• ENUNCIADO:
Transcreva fielmente, do excerto sobre créditos de cobrança duvidosa, o trecho que vai de "Quanto à condição" até "o seu recebimento.".

• EXCERTO SELECIONADO:

········

Quanto à condição de “cobrança duvidosa”, consideram-se “aqueles em que o risco de incobrabilidade esteja devidamente justificado, o que se verifica nos seguintes casos[13]”:
1. O devedor tenha pendente processo de execução, processo de insolvência, processo especial de revitalização ou procedimento de recuperação de empresas por via extrajudicial ao abrigo do Sistema de Recuperação de Empresas por Via Extrajudicial (SIREVE), aprovado pelo Decreto-Lei n.º 178/2012, de 3 de agosto;
2. Os créditos tenham sido reclamados judicialmente ou em tribunal arbitral; ou
3. Os créditos estejam em mora há mais de seis meses desde a data do respetivo vencimento e existam provas objetivas de imparidade e de terem sido efetuadas diligências para o seu recebimento.

········

• LINHAS DE DADOS:
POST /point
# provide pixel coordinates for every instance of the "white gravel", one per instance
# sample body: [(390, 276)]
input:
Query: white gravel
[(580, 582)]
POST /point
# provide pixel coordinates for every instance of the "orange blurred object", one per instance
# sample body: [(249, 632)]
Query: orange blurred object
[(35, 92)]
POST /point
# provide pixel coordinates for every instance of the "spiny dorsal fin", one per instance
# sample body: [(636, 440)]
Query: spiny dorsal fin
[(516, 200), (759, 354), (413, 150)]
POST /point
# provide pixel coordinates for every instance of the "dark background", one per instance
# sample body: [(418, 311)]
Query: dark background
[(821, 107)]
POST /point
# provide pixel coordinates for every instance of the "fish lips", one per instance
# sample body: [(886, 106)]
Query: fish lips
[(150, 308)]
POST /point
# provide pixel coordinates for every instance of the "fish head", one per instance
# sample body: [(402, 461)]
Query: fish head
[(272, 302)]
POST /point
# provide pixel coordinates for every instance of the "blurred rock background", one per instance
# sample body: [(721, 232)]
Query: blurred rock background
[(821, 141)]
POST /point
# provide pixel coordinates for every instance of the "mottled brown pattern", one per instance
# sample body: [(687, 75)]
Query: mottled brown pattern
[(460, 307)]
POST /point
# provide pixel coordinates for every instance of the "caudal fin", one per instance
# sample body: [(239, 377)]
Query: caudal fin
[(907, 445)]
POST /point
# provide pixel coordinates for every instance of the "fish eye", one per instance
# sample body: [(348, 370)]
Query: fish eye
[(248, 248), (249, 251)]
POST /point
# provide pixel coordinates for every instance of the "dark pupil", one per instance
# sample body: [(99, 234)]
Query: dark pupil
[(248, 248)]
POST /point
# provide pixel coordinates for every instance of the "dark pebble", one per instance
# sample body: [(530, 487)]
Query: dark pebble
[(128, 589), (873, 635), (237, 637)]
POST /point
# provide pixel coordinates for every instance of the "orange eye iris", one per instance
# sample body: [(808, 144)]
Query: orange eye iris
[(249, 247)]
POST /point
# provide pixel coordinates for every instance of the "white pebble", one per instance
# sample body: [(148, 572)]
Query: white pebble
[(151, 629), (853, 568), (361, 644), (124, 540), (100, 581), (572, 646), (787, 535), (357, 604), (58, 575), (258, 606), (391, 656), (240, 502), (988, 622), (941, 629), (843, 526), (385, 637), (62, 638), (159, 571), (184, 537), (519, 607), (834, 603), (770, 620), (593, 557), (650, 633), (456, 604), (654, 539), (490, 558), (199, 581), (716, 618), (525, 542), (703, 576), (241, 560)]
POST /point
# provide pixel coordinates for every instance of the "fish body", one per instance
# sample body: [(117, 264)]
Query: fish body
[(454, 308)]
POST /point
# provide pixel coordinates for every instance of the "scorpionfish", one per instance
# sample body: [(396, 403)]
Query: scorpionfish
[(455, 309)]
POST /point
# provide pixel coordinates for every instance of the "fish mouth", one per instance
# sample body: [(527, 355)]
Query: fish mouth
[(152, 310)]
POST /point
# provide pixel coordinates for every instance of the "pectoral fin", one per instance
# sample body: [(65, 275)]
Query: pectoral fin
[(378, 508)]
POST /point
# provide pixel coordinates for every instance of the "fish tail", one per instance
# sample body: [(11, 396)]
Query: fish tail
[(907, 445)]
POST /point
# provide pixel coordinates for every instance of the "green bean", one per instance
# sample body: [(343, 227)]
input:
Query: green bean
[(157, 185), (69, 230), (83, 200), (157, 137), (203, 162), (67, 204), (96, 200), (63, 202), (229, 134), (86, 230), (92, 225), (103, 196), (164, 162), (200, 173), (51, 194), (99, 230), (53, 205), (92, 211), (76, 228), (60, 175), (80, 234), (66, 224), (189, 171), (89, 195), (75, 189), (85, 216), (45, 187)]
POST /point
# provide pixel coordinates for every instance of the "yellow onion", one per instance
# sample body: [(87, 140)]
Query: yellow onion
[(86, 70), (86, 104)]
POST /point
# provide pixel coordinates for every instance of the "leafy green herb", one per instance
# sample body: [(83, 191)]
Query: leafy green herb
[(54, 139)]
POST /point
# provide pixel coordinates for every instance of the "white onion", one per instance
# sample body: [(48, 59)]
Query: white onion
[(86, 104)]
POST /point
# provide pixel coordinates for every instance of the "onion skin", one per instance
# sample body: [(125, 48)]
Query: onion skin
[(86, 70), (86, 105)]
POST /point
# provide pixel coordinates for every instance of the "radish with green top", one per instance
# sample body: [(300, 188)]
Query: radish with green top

········

• RESPOSTA FINAL:
Quanto à condição de “cobrança duvidosa”, consideram-se “aqueles em que o risco de incobrabilidade esteja devidamente justificado, o que se verifica nos seguintes casos[13]”:
1. O devedor tenha pendente processo de execução, processo de insolvência, processo especial de revitalização ou procedimento de recuperação de empresas por via extrajudicial ao abrigo do Sistema de Recuperação de Empresas por Via Extrajudicial (SIREVE), aprovado pelo Decreto-Lei n.º 178/2012, de 3 de agosto;
2. Os créditos tenham sido reclamados judicialmente ou em tribunal arbitral; ou
3. Os créditos estejam em mora há mais de seis meses desde a data do respetivo vencimento e existam provas objetivas de imparidade e de terem sido efetuadas diligências para o seu recebimento.